What seems to really strike Singer when he finally arrives in Israel is the reality that, while built on modern organizational foundations established since the mid-19th century, the country appears as if it had been constructed out of nothing. His access to this reality is, funnily enough, street signs:
Israel is a new country, there’s a mixed population, for the most part newcomers, and they need information at every step. Signs in Hebrew — and often also in English — show you everything you need to know. […] The signs don’t just offer information, they’re also full of associations. . . Every street is named for someone who played a role in Jewish history or culture. Rabbi Yehuda Halevi, Ibn Gvirol, J. L. Gordon, Mendele, Sholem Aleichem, Peretz, Bialik, Pinsker, Herzl, Frishman, Zeitlin are all part of this place’s geography. Words from the Pentateuch, from the Mishnah, from the commentaries, from the Gemara, from the Zohar, from books of the Jewish Enlightenment – are used for all kinds of commercial, industrial, and political slogans.

= DATA BLOCK =

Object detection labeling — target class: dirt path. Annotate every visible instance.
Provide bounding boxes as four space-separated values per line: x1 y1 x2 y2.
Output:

= DESCRIPTION OF THE TASK =
In the passage on Singer's arrival in Israel, what languages are the signs written in?

= RESPONSE TO THIS TASK =
Hebrew, and often also English.